What this exercise asks:
(A) In the fern aquarium thread, what reason does Greengeek give for once running the main display at 27C, and what change made the Bolbitis cleaner?
(B) Write the next part of the fern aquarium thread, following on from its final post.

Excerpted passage:
# Fern Scapes



## da_vipin (5 Aug 2021)

Hi!

For people who love ferns & bolbitis 

Tank size: 15 Inch Cube (Approx 55 Litres)
Lights: Custom RGB, 8 Hours
Co2: 8 Hours
Fertilization: Lean EI Dosing


----------



## da_vipin (5 Aug 2021)

Some cinematic shots of inhabitants...


----------



## Leoki (18 Oct 2021)

Ace! are they easy to grow?


----------



## da_vipin (20 Oct 2021)

Leoki said:


> Ace! are they easy to grow?



Thanks! Yes they are quite easy to grow if the water parameters are kept stable. I'm using RO water with remineralization to approximately maintain GH at 3 and KH at 1. Water temperature is constant between 78 to 80 F.
Old Bolbitis leaves blackened for me whenever KH was above 3, however I have seen here people growing them well in very hardwater. So not sure whether symptoms I encountered can be attributed to KH alone.


----------



## da_vipin (20 Oct 2021)

60P ferns and anubias dominated scape...


----------



## dw1305 (20 Oct 2021)

Hi all,


da_vipin said:


> they are quite easy to grow if the water parameters are kept stable. I'm using RO water with remineralization to approximately maintain GH at 3 and KH at 1. Water temperature is constant between 78 to 80 F.


I've found that <"_Bolbitis heudelotii_"> grows pretty well in <"low light">, <"soft water">, <"low nutrient"> conditions, it <"does much better"> than Java Fern _(Microsorum pteropus_) for me.  It really is the ultimate low maintenance plant.

The only time it has really suffered was when I didn't have a heater (or any fish) in the tank, and the water temperature probably dropped into the mid teens for an extended time period in the winter. It mainly didn't die, but shed all its fronds and re-grew really slowly.

This was a couple of years ago, but this had grown from a single rhizome with 4 or 5 leaves to "football"  over a couple of years.  It never seems to <"have any algae on it">, but I don't know if that <"is a light effect">.





cheers Darrel


----------



## noodlesuk (22 Oct 2021)

Interesting thread, great to discover something new try, off o research Bolbitis!


----------



## da_vipin (22 Oct 2021)

Stan510 said:


> I'm noticing that I just started to get "better" Bolbitis with less water changes. Its temperamental for me..but largest leaves yet are the newest. Water here is a 0 of softness.
> Anybody try Crepidomanes? That's my next holy grail fern. Never see it for sale online now with covid making rare become super rare.



I have crepidomanes malabaricum in my tanks...


----------



## Greengeek (29 Nov 2021)

Love seeing these tanks, ferns are my favourites!
Here’s mine: 




Main Display is 6x2x2ft with 5ft sump around 1000l Bolbitis and Javafern dominated tank, I absolutely love them! I had some BBA issue with this one until I learnt the lower temp trick. I used to run it at 27C (Metal Halides get hot) but since removing the heaters it sits at a steady 23C year round and Bolbitis is much cleaner.

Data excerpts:
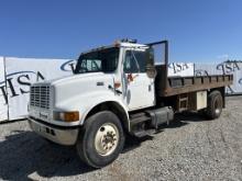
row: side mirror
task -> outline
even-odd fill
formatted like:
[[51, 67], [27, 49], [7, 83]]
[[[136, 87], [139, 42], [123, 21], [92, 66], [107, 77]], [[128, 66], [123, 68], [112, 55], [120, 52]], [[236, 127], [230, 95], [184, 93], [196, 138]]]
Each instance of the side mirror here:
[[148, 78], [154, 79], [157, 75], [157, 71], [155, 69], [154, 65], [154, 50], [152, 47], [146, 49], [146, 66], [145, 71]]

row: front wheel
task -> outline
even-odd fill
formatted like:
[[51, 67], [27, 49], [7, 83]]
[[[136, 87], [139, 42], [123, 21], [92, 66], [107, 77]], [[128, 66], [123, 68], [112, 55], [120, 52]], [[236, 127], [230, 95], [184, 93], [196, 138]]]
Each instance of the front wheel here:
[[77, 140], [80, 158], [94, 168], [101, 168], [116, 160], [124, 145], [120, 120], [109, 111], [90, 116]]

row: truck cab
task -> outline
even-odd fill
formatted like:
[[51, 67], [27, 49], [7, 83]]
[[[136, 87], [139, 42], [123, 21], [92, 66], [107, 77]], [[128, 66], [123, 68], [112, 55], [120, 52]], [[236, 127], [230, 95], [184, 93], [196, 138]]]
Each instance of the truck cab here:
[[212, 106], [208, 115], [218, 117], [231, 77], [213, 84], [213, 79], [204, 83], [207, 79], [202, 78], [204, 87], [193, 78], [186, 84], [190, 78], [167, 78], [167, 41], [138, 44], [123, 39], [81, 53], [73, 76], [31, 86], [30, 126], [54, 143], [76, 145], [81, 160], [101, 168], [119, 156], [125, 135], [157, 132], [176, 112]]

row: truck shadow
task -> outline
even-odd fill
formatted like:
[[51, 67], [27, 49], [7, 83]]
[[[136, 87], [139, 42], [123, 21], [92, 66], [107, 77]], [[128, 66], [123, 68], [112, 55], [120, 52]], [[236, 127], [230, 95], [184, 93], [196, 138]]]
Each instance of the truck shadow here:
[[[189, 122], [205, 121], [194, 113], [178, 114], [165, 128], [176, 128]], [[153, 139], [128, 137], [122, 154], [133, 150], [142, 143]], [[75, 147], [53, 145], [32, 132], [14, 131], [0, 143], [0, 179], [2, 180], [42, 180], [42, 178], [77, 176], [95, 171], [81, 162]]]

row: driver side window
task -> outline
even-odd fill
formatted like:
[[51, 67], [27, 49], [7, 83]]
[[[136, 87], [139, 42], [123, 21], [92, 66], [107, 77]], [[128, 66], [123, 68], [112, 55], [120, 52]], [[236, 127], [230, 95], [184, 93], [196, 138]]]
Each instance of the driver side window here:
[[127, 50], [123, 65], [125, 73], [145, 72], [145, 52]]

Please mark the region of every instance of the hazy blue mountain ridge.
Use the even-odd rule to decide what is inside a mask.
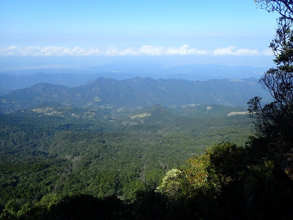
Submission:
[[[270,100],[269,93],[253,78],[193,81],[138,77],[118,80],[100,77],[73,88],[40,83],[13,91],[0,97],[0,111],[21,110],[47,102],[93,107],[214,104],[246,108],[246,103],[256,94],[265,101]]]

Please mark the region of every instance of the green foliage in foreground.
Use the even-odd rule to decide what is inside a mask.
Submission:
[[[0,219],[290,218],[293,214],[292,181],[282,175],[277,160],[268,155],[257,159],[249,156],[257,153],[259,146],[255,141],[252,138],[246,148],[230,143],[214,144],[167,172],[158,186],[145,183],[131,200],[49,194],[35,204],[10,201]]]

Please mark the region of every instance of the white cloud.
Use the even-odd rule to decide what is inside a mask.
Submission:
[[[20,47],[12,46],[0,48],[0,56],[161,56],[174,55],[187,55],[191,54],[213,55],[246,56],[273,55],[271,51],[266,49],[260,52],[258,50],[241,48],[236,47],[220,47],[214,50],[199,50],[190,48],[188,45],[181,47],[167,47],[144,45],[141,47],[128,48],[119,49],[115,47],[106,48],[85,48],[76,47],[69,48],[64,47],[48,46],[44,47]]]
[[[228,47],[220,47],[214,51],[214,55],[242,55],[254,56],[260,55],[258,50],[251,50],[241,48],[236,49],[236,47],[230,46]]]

Outputs for the tasks:
(A) The tank ran at 27C because its metal halide lights get hot. Greengeek removed the heaters, after which the tank has held a steady 23C year round and the Bolbitis is much cleaner. This lower temperature trick ended the earlier BBA issue.

(B)
----------



## tiger15 (29 Nov 2021)

I have Trident Java fern and Bolbitis mini side by side.  I have two tone Bolbitis.  New growth Bolbitis are bright green.  Old growth Bolbitis farther away from light are brownish. I’m not sure if the brownish leaves are normal or diatom as I have no algae elsewhere.


----------



## Tankless (29 Nov 2021)

da_vipin said:


> I have crepidomanes malabaricum in my tanks...
> 
> 
> View attachment 175816
> View attachment 175817



What is the name of the fish species?


----------



## tiger15 (29 Nov 2021)

da_vipin said:


> Thanks! Yes they are quite easy to grow if the water parameters are kept stable. I'm using RO water with remineralization to approximately maintain GH at 3 and KH at 1. Water temperature is constant between 78 to 80 F.
> Old Bolbitis leaves blackened for me whenever KH was above 3, however I have seen here people growing them well in very hardwater. So not sure whether symptoms I encountered can be attributed to KH alone.


I grow my Bolbitis in hard water, kH4 and gH8.  Old leaves turned dark that look like diatom.  See pics in post #14.


----------



## mort (29 Nov 2021)

Tankless said:


> What is the name of the fish species?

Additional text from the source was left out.